» BRIEF 1:
List the materials the writer scraped together from the caves to produce an Eoka, according to the update notes.

» EXCERPT PROVIDED:
----

I made a few minor tweaks to sounds this week as well. This was mostly bringing levels down on a few sounds that felt a little too loud after I dropped levels on most super loud stuff last week.
Setting up early on a wiped server last week, I managed to scrape together some tin cans, gunpowder and junk from the caves to produce an Eoka with a few rounds of ammo. Some asshole was chasing me and I blasted him point blank--thinking it would be a clutch move--and he wasn’t even phased. Eoka needed a buff. To that end, I’ve drastically decreased its aimcone so that more pellets will actually hit the target you’re aiming at.
I guess the Muzzle Brake was a little OP after all! I spent some time testing it in a controlled environment and its TTK was nearly the same with and without, except you didn’t have to control recoil with it. This was unintended. It really was only supposed to be good up close and quickly have its effectiveness fall off with distance. To that end, I’ve made the following changes to bring it back in line with its original specifications.

----

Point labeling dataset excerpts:
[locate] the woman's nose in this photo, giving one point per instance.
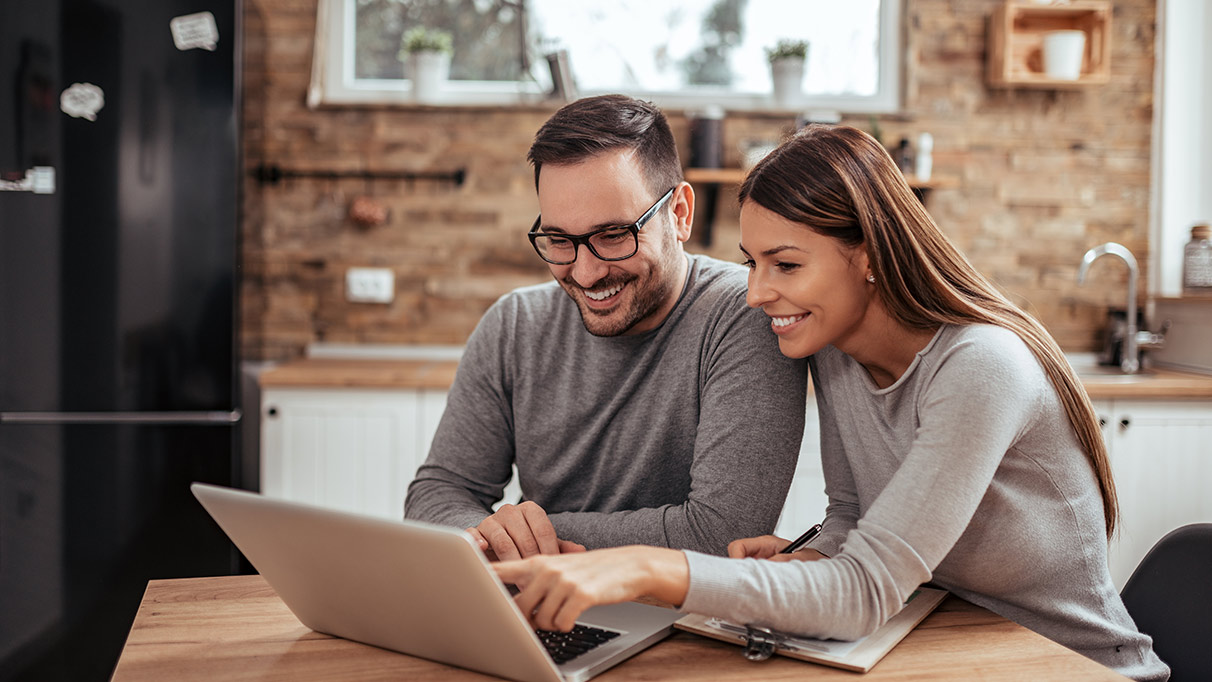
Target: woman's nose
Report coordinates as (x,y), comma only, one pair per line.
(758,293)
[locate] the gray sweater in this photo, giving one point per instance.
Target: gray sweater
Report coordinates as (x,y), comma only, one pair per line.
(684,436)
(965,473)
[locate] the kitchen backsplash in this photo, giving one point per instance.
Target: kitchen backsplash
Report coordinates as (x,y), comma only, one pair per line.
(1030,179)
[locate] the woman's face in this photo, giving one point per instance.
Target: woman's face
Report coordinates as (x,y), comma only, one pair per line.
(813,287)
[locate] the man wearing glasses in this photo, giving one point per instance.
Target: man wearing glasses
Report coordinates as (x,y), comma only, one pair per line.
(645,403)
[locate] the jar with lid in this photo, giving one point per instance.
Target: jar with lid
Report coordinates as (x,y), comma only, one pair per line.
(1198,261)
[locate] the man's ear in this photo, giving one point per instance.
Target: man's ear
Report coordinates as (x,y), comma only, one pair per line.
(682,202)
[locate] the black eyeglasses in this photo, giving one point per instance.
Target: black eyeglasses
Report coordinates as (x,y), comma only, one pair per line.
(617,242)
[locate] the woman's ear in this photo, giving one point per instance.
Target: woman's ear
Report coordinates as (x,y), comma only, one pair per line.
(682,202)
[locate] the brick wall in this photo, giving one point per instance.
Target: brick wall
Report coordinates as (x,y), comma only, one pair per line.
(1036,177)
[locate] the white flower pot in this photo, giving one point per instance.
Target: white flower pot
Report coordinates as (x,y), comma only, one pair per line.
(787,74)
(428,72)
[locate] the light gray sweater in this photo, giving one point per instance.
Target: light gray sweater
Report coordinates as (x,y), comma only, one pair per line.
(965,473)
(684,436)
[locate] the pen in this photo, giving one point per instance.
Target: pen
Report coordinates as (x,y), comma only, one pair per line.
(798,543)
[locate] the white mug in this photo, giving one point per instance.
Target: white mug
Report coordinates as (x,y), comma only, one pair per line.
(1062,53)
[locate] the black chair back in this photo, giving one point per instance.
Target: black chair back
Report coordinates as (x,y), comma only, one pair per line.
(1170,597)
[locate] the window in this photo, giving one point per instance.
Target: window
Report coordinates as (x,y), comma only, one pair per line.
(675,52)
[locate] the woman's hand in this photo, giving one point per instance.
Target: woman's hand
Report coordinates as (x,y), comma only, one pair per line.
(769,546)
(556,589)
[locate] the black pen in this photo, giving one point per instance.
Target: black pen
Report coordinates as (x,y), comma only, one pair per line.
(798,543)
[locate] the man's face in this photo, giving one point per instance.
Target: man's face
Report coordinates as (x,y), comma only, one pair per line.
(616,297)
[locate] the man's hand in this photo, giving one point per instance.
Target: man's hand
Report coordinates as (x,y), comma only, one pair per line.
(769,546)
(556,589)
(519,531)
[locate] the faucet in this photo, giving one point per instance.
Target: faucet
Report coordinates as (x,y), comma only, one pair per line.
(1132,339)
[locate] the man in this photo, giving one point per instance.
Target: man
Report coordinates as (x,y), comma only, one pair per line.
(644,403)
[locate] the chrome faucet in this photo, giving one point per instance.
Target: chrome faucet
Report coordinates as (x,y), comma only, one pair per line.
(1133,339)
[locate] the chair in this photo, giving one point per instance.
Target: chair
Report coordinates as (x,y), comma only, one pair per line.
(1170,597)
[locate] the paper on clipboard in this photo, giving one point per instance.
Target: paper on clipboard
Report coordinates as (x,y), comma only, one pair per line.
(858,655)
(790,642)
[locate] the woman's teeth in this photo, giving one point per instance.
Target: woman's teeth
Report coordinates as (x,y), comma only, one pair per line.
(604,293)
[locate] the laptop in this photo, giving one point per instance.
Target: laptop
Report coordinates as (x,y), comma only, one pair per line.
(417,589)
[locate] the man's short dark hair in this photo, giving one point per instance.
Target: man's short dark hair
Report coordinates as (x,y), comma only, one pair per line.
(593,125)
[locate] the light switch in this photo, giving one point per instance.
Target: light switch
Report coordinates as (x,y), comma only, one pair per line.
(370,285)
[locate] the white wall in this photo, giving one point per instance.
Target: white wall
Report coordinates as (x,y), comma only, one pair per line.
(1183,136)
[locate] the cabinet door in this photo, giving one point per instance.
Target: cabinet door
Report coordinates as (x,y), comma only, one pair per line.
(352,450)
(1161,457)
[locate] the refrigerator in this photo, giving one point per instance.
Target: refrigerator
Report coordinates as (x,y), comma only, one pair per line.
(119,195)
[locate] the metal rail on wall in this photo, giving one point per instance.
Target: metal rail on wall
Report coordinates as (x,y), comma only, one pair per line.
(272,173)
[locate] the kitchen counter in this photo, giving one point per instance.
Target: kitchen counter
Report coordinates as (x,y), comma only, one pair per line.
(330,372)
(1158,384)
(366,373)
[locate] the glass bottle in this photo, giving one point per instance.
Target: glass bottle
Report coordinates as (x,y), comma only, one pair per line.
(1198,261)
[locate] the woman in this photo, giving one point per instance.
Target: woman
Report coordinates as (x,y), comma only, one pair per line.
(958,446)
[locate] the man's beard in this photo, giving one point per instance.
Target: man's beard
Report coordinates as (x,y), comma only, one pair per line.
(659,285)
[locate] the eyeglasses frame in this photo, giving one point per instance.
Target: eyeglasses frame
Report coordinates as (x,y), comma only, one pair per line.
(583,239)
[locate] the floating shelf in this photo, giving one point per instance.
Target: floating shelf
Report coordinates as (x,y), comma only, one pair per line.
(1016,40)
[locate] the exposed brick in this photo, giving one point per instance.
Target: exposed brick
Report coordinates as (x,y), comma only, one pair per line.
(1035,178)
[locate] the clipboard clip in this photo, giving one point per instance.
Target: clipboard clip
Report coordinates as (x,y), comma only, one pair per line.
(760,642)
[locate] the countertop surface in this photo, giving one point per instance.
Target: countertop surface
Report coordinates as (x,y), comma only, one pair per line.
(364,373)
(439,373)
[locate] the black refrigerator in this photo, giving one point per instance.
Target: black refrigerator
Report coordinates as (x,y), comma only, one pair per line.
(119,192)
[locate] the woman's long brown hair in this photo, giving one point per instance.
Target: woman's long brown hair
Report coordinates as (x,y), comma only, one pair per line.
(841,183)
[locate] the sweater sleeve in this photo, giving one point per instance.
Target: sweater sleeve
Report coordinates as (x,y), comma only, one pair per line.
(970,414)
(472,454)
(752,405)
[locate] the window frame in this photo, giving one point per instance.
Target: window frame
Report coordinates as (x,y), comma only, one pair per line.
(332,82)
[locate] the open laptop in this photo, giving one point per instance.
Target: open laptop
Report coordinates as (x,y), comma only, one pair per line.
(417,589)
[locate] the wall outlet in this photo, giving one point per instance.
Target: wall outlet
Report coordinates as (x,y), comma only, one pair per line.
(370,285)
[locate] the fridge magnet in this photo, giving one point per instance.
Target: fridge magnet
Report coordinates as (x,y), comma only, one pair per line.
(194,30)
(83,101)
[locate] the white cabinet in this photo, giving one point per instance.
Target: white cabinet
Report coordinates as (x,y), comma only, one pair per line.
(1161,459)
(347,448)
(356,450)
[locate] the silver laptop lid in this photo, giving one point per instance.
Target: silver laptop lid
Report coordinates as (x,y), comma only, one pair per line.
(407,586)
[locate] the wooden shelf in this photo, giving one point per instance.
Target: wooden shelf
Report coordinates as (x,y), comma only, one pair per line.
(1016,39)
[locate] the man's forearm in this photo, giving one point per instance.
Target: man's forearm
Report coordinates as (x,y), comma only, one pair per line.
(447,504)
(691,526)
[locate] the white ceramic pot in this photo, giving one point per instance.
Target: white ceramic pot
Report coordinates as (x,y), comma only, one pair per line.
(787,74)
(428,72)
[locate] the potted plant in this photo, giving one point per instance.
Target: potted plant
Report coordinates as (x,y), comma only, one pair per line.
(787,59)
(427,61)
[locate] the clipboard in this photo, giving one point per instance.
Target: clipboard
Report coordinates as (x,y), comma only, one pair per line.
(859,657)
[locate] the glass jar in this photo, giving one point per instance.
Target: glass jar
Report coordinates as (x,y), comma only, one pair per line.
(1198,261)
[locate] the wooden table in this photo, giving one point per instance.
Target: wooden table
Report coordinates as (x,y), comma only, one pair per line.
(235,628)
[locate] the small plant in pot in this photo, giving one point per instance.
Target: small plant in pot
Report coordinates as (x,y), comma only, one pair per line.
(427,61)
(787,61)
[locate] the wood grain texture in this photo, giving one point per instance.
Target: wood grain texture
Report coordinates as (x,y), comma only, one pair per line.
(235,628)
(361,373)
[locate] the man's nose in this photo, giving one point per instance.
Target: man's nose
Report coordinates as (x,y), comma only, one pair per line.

----

» BRIEF 2:
Count the lines of the records that contain the string "window", treating uppercase and lowercase as different, and reply with the number only.

» WORKED ANSWER 1:
tin cans, gunpowder, junk

» WORKED ANSWER 2:
4